### Exercise details
Pick out every line in the records below that contains the word "this", and copy each of those lines.

### Excerpted data
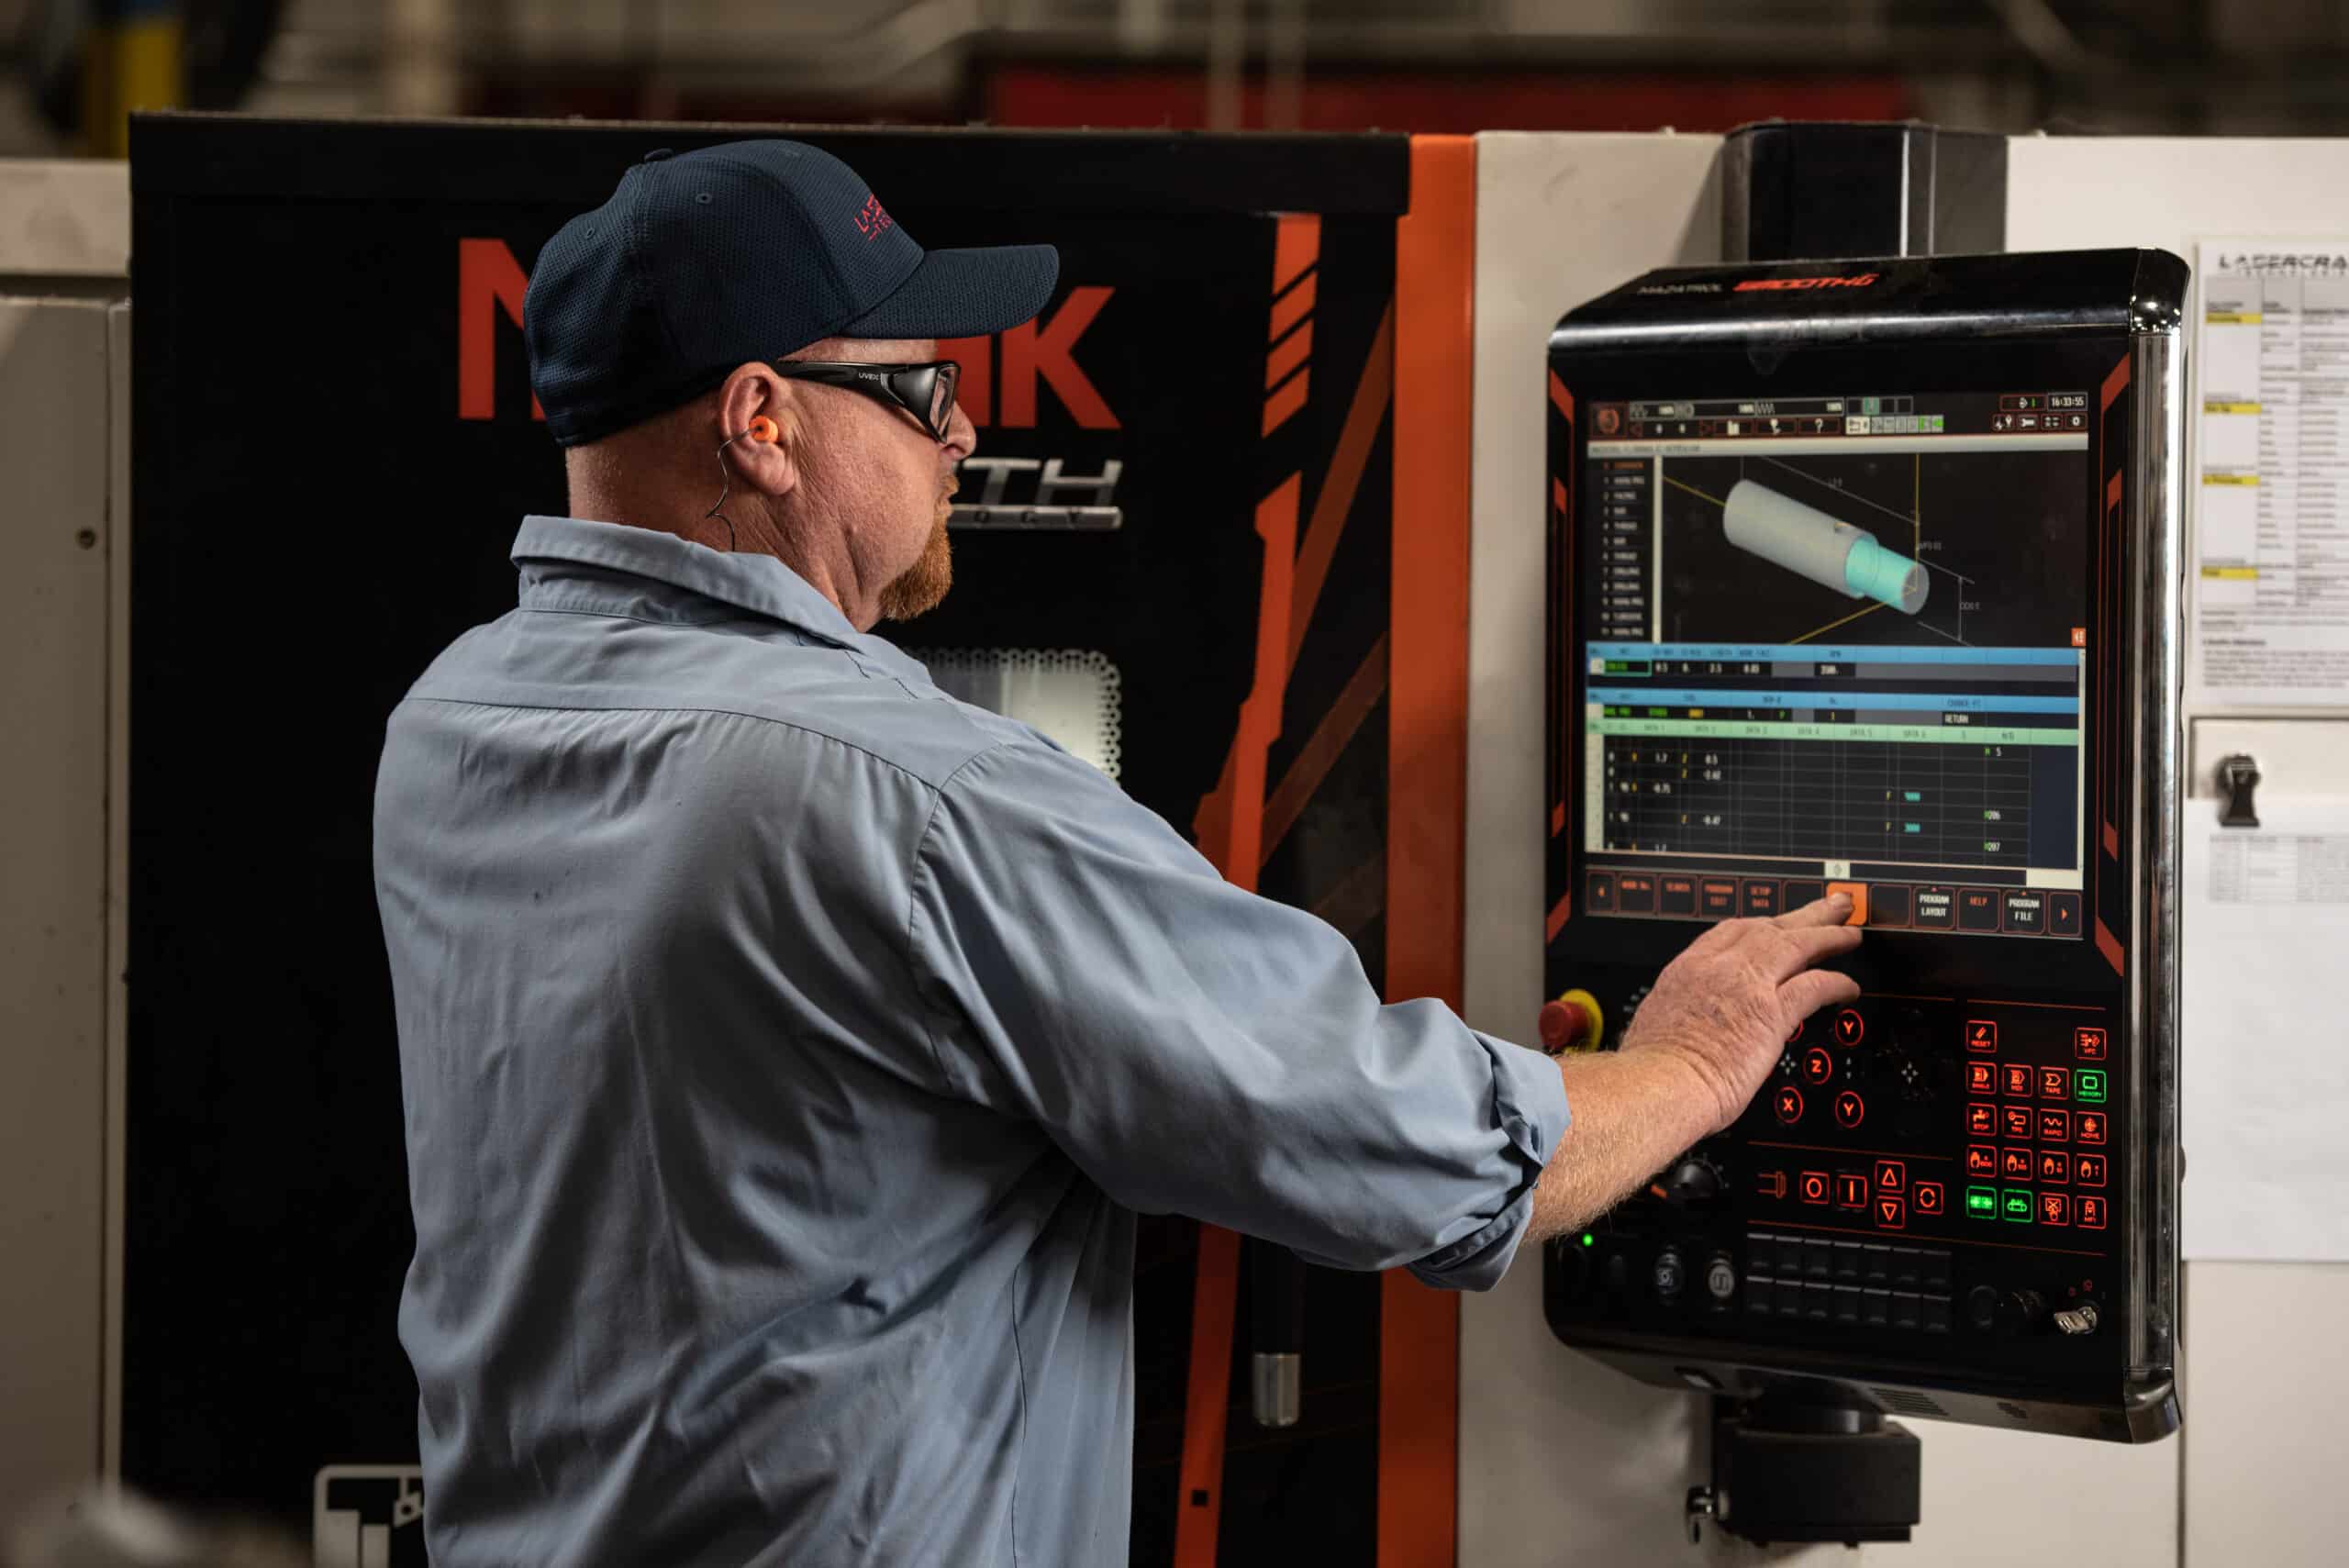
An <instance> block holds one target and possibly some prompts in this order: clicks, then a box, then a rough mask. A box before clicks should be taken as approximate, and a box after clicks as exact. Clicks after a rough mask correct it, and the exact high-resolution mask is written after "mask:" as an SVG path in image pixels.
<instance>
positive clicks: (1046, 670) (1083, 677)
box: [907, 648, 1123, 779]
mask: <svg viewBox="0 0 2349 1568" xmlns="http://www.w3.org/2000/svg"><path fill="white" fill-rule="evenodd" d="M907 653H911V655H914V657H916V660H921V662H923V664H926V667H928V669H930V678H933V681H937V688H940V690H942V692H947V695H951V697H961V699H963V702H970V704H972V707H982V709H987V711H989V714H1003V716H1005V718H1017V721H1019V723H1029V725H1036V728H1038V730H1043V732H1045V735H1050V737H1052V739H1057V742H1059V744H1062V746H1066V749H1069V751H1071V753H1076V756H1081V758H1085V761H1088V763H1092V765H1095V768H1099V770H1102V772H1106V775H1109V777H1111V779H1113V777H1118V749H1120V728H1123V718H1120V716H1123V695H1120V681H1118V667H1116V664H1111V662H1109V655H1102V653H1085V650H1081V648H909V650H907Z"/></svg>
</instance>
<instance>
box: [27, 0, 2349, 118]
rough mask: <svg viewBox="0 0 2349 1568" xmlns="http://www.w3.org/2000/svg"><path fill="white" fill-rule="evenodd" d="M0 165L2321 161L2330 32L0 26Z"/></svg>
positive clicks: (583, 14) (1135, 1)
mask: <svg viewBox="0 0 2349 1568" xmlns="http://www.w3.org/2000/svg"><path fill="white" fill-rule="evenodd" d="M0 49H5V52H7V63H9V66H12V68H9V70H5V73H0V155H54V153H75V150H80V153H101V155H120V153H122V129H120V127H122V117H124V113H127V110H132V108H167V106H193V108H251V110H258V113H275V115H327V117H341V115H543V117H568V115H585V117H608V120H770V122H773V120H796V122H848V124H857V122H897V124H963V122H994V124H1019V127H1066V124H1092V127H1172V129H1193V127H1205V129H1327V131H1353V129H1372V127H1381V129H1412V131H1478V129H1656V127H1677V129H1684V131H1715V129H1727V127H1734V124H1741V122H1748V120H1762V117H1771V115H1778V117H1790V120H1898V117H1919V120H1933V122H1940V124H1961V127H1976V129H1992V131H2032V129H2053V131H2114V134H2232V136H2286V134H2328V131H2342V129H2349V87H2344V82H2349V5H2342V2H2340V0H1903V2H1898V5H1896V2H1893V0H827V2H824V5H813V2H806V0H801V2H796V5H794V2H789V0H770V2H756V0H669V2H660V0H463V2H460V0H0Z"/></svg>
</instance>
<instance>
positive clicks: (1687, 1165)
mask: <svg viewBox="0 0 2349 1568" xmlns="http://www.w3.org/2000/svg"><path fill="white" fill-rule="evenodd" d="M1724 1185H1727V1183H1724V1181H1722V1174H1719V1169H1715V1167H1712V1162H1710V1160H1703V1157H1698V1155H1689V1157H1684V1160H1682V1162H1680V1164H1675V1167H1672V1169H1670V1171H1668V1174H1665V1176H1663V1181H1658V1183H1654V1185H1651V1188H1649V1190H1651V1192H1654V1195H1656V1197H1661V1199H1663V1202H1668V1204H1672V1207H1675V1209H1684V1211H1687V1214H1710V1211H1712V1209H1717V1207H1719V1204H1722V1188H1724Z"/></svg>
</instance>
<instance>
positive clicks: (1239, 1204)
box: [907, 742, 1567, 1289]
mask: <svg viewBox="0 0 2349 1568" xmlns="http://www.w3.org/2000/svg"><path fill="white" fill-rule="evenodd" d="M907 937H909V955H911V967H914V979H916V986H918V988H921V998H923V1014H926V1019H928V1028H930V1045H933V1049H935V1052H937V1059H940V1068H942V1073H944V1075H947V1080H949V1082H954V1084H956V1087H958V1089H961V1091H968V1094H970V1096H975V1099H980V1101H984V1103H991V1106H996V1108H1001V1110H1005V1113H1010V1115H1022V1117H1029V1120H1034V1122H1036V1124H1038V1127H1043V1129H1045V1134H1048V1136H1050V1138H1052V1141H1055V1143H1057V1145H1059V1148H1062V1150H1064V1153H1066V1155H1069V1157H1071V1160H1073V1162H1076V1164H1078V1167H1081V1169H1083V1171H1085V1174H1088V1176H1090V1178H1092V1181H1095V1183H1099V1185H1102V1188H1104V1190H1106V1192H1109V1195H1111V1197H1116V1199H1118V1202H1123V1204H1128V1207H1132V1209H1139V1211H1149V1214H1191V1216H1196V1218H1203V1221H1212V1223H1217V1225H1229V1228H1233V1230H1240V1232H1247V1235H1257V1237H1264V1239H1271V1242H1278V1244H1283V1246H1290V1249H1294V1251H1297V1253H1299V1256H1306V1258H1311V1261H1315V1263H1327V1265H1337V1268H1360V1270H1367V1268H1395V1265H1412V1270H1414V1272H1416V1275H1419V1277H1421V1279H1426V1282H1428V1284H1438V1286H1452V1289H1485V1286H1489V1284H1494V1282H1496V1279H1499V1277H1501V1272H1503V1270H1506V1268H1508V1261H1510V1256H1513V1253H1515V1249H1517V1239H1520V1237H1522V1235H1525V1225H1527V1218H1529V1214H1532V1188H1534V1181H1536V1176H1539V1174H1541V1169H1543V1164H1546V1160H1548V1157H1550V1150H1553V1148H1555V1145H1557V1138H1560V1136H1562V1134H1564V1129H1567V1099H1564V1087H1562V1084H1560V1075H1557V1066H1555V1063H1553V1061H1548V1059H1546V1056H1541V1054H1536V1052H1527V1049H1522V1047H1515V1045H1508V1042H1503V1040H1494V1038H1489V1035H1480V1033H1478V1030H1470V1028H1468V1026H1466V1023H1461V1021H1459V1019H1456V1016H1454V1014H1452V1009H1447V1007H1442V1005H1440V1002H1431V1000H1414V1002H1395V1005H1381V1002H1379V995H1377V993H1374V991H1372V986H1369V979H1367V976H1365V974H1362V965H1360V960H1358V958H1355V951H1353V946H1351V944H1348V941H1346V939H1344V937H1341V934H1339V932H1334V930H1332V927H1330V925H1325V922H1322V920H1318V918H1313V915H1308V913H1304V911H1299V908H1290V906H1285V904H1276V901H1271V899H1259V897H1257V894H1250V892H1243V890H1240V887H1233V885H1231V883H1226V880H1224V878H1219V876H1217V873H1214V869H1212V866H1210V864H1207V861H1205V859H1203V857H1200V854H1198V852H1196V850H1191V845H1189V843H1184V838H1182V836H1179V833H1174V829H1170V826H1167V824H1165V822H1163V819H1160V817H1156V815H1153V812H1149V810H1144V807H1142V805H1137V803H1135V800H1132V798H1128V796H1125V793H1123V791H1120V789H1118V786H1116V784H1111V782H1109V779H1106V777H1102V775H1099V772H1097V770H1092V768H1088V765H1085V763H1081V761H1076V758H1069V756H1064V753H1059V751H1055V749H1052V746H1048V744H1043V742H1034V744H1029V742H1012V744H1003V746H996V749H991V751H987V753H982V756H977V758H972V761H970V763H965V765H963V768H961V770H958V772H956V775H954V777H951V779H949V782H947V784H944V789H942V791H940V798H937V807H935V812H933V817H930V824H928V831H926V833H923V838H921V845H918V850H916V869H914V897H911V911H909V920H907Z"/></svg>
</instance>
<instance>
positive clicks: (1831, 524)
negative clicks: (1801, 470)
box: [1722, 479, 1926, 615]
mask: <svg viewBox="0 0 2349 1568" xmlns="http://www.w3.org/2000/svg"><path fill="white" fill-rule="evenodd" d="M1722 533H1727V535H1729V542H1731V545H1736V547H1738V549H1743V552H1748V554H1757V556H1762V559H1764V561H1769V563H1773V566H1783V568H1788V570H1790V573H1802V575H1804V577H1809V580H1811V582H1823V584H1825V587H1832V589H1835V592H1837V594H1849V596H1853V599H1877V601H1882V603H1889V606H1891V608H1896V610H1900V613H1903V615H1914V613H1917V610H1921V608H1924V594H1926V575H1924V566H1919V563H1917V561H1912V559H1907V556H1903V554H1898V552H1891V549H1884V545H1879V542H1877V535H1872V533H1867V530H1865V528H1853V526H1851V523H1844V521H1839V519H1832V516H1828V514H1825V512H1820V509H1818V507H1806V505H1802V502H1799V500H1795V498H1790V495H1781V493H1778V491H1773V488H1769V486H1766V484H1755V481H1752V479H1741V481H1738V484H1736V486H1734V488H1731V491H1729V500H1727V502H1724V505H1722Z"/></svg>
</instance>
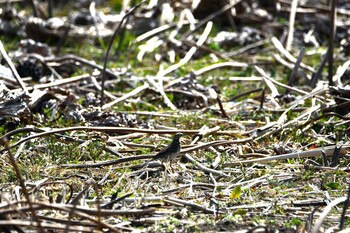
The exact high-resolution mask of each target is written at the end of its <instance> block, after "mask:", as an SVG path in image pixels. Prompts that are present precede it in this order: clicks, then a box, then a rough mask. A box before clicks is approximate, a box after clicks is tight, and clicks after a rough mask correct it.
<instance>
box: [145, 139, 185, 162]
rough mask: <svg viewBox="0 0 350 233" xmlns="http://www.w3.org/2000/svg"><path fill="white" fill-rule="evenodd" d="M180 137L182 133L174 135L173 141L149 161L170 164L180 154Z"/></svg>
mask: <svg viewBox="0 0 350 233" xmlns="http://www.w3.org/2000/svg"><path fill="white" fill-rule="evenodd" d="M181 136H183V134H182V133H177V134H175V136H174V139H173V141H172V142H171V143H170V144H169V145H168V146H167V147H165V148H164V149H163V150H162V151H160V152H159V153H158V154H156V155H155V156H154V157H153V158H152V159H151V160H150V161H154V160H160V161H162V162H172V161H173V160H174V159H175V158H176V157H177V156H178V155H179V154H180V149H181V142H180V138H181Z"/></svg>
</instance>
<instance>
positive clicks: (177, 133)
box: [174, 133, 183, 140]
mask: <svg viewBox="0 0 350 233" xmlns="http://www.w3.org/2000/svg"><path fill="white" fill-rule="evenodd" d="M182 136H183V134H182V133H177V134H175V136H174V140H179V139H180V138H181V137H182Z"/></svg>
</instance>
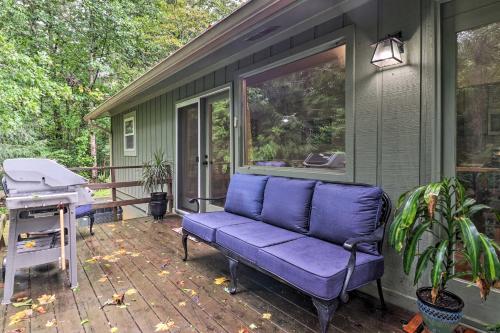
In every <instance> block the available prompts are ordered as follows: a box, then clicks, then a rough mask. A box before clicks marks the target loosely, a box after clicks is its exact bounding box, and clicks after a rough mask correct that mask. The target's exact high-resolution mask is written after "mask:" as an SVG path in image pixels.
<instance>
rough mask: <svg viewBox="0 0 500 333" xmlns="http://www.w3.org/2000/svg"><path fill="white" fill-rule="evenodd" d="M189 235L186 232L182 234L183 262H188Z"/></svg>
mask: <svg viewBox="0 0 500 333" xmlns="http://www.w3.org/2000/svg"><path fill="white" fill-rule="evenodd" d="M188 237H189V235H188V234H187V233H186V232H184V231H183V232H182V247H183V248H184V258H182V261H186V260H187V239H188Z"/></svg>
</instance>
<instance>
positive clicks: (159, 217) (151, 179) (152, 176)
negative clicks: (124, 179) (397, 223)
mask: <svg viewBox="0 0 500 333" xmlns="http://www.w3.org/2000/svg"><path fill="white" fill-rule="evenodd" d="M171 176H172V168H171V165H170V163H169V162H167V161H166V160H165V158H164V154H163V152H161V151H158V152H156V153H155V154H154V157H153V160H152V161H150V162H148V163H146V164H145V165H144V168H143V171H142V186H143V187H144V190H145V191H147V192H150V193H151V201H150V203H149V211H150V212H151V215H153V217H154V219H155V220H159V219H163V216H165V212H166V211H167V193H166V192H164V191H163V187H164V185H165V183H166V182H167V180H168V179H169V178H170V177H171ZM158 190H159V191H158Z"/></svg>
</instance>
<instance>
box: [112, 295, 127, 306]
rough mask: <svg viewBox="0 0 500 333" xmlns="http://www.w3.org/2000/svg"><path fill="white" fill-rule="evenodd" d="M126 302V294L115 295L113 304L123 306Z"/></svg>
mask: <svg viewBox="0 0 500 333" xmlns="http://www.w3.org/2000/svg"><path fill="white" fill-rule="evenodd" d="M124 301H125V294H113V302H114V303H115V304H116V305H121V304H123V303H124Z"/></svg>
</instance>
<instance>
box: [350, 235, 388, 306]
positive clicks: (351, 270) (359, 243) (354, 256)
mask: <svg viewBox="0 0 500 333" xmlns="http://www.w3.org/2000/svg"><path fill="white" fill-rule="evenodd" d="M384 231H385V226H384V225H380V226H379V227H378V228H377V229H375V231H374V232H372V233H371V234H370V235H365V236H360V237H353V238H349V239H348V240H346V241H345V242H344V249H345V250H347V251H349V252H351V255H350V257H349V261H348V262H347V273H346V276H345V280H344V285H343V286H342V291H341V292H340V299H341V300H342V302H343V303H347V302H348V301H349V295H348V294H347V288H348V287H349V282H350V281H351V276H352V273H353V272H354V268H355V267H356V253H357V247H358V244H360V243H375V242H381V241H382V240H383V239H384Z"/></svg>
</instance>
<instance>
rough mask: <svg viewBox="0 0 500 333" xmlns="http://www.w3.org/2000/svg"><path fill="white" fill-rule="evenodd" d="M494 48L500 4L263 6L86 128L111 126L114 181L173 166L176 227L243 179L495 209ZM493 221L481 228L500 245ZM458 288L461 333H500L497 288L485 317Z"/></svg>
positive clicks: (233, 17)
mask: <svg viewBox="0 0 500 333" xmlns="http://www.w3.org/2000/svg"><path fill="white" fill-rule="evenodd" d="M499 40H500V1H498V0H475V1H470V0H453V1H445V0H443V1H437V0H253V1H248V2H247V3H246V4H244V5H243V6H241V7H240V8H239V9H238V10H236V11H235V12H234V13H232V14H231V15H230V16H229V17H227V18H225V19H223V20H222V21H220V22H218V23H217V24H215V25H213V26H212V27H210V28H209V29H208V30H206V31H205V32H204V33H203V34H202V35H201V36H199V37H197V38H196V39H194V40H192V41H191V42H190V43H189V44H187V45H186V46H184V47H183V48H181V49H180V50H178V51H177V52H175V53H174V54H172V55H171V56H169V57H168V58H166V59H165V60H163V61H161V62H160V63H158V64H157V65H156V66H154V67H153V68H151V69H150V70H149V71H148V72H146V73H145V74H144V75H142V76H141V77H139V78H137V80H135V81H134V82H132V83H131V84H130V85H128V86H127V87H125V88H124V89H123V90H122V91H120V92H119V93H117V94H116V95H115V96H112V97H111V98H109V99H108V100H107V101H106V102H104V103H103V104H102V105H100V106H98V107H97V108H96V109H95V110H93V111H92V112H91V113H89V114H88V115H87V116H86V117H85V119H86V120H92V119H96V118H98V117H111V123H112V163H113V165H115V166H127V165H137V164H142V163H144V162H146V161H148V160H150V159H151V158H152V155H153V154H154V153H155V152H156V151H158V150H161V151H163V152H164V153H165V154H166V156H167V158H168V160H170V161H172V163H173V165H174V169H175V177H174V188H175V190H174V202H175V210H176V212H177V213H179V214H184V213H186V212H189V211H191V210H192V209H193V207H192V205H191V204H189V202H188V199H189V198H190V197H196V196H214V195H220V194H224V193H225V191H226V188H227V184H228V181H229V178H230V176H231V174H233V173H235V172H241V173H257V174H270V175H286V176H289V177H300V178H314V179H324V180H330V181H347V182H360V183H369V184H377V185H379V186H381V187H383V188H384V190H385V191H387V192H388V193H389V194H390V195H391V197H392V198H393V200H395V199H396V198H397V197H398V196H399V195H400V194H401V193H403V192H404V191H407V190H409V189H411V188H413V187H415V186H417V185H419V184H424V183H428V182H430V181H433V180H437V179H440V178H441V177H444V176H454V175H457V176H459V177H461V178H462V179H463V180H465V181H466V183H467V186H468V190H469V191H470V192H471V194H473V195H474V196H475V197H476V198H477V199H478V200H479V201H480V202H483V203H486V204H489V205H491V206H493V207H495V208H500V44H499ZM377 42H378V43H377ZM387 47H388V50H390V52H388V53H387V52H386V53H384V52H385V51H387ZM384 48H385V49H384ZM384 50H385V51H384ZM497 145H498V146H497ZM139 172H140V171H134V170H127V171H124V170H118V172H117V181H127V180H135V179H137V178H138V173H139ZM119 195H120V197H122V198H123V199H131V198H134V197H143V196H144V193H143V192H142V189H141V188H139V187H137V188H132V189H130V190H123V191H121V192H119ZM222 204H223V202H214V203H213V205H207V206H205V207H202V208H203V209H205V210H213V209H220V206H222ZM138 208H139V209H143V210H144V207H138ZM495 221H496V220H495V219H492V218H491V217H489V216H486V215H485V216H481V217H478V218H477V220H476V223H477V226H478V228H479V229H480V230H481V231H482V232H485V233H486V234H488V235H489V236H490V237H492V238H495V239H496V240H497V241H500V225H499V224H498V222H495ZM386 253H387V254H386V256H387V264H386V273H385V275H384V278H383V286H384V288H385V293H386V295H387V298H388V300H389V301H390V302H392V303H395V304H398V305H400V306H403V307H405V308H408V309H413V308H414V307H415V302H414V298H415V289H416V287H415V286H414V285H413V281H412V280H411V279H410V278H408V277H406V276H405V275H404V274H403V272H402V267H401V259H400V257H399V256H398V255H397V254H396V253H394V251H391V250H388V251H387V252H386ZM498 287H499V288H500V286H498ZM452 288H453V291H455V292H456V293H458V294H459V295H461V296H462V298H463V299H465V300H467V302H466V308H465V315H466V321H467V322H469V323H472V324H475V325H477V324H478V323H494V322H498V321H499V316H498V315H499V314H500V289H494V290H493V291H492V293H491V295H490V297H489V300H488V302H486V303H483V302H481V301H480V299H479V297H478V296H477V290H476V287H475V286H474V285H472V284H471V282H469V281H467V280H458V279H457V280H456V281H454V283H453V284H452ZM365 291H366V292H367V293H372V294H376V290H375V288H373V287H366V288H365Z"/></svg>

### Response below
An <instance> block holds one target and possibly some prompts in this order: clicks, then a box, then a rough mask. A box before clicks should be taken as approximate, and a box after clicks as exact. Clicks after a rough mask correct it, and the exact high-resolution mask is written after "mask:" as an SVG path in image pixels.
The exact high-resolution mask of each target is written at the end of its <instance> block, after "mask:", as an SVG path in image pixels. Prompts that are present precede it in this order: clicks, then a box, then a rough mask. A box before clicks is approximate, a box after clicks is tight, and clicks after a rough mask correct it.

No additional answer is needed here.